-------- Extract provided --------

Costly health care reform buy-offs reveal business as usual - or worse
As the Senate's health care reform bill gains critical support for passage this week, it's only now becoming clear how many goodies and payoffs have been inserted into the legislation to sway hesitant lawmakers or to reward politicians with seniority.
One of the last Senate holdouts, Ben Nelson, D-Neb., did force tighter restrictions over abortion. But he also negotiated a provision for permanent federal aid for his state's expanded Medicaid program. This benefit, given to Nebraska only, is expected to be worth up to $100 million over 10 years.
Other states get similar aid, but for only three years. Governors in other states should be irate.
An early wavering supporter of Democratic health care reform, Louisiana's Sen. Mary Landrieu, won between $100 million and $300 million in additional federal support for her state's Medicaid program.
The small print in the Senate's health care bill finds Vermont and Massachusetts getting $1.2 billion in additional Medicaid funding.
Certain Western states, where half of the counties are sparsely populated and considered "frontier counties," won a provision for increased Medicare payments to doctors and hospitals. Too bad for other states with similar rural populations.
Sen. Chris Dodd, D-Conn., reportedly inserted language to provide $100 million for construction of a university hospital in his state. Dodd, who is facing a tough re-election campaign, included his home-state pork in the 383 pages of changes added recently as Majority Leader Harry Reid, D-Nev., bargained to get 60 votes to pass the legislation over Republican objections.
Among other details to emerge is the fact that three states — Florida, New York and Pennsylvania — get unusual protection for their Medicare Advantage programs. These three states, where five of the six senators are Democrats, will not be subject to Medicare cuts prescribed for all other states in the reform bill.
Again, governors in other states probably won't see that as fair.
Sen. Max Baucus, D-Mont., a key player in drafting health care reform legislation, managed to insert expanded Medicare coverage for a particular group of people — former vermiculite miners in Libby, Mont. — suffering from asbestos exposure.
And the list of special payoffs and favors goes on and on, mostly to holdout Democrats and those with positions of power.

-------- Dataset entries --------

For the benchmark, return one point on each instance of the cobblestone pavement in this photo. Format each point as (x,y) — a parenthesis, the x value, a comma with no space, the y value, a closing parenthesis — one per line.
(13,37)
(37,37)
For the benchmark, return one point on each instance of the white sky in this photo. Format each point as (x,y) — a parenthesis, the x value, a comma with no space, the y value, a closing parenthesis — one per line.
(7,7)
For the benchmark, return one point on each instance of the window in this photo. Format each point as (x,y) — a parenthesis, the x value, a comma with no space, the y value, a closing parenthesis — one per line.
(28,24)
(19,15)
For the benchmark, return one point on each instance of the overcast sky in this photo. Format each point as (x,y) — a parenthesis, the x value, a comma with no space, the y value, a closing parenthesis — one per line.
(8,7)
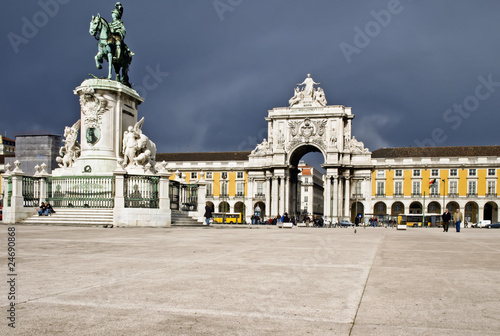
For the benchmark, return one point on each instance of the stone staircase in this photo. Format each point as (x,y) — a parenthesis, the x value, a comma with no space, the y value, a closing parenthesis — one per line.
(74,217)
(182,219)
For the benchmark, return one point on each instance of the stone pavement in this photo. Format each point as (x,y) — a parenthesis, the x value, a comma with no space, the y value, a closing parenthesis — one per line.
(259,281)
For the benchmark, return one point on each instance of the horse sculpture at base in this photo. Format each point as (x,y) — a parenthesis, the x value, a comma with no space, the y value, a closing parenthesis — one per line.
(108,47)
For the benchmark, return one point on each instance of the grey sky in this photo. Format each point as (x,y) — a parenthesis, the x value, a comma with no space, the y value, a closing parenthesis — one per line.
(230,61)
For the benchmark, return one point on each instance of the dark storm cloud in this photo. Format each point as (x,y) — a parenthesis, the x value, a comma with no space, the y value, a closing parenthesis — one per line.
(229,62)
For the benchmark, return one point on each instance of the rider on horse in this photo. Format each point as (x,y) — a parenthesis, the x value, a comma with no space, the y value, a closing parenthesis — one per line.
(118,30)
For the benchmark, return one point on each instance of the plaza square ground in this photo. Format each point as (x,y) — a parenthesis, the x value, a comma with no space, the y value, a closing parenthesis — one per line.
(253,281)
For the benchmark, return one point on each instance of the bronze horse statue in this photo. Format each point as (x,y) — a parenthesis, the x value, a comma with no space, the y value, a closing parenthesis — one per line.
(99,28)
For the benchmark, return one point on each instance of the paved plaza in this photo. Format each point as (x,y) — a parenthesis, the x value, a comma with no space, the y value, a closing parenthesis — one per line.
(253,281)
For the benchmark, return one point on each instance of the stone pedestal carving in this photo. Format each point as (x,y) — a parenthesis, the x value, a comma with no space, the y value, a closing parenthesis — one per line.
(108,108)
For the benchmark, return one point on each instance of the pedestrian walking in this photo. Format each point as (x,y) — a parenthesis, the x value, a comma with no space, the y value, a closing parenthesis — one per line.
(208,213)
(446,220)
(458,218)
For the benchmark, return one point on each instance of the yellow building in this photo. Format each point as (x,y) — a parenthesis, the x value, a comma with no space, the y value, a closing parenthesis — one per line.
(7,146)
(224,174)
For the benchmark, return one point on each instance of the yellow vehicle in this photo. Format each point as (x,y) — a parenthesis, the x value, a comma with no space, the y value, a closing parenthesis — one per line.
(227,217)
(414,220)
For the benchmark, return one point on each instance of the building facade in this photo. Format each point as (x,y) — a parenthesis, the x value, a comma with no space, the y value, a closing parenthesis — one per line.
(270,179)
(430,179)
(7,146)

--------
-------- Dataset entries --------

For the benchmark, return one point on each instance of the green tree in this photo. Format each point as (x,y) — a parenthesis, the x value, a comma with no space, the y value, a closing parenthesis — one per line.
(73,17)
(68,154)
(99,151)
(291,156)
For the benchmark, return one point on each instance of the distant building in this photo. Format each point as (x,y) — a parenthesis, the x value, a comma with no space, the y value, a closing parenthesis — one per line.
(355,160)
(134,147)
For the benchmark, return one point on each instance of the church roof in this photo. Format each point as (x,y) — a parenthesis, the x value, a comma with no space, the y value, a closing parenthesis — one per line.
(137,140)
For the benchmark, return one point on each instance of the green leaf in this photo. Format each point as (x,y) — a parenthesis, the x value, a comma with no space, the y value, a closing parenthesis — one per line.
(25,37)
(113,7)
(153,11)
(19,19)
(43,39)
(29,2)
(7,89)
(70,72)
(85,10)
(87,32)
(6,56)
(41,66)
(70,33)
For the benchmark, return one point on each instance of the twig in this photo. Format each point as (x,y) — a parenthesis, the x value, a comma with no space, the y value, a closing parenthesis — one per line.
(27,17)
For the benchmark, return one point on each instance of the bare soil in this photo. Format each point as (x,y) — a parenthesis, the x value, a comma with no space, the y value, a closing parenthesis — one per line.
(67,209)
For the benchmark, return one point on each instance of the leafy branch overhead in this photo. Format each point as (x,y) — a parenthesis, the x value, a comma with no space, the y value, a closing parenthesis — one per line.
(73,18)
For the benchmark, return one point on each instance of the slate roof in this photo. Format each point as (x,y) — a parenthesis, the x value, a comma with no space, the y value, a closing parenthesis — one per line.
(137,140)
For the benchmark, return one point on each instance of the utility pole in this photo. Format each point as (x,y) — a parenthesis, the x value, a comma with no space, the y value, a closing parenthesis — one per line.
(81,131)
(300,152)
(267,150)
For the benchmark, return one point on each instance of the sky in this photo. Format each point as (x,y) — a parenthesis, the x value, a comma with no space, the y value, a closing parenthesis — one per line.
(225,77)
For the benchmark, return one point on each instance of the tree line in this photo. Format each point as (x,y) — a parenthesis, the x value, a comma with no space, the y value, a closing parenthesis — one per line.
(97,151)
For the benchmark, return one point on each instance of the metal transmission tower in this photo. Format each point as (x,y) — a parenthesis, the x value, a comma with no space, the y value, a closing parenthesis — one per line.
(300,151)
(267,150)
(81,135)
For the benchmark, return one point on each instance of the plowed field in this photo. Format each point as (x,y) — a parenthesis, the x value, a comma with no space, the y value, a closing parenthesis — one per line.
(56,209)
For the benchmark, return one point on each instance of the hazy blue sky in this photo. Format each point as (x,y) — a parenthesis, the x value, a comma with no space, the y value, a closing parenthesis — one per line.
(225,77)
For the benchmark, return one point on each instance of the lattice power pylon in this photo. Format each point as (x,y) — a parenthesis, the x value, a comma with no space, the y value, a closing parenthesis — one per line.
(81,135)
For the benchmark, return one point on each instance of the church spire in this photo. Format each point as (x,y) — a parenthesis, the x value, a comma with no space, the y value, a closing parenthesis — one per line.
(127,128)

--------
-------- Dataset entries --------

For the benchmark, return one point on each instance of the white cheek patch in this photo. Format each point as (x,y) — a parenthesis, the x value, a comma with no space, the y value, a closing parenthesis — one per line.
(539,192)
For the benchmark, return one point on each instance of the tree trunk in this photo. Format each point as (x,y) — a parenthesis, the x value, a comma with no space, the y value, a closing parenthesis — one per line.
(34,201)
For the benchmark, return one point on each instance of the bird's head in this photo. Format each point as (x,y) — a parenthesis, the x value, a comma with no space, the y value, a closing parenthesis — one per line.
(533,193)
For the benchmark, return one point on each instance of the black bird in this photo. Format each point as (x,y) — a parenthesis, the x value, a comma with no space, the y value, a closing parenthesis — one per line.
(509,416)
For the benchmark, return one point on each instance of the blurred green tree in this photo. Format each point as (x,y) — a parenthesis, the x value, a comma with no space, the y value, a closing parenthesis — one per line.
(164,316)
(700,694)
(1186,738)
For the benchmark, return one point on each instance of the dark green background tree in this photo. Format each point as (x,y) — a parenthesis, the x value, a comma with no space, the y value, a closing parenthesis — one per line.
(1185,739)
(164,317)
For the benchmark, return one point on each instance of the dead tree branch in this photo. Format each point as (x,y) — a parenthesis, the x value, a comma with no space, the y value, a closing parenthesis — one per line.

--------

## Task objective
Edit the editorial on health care reform buy-offs: rewrite the passage between "One of the last" and "state's Medicaid program.", inclusive, replacing "irate" with "furious".

## Your response
One of the last Senate holdouts, Ben Nelson, D-Neb., did force tighter restrictions over abortion. But he also negotiated a provision for permanent federal aid for his state's expanded Medicaid program. This benefit, given to Nebraska only, is expected to be worth up to $100 million over 10 years.
Other states get similar aid, but for only three years. Governors in other states should be furious.
An early wavering supporter of Democratic health care reform, Louisiana's Sen. Mary Landrieu, won between $100 million and $300 million in additional federal support for her state's Medicaid program.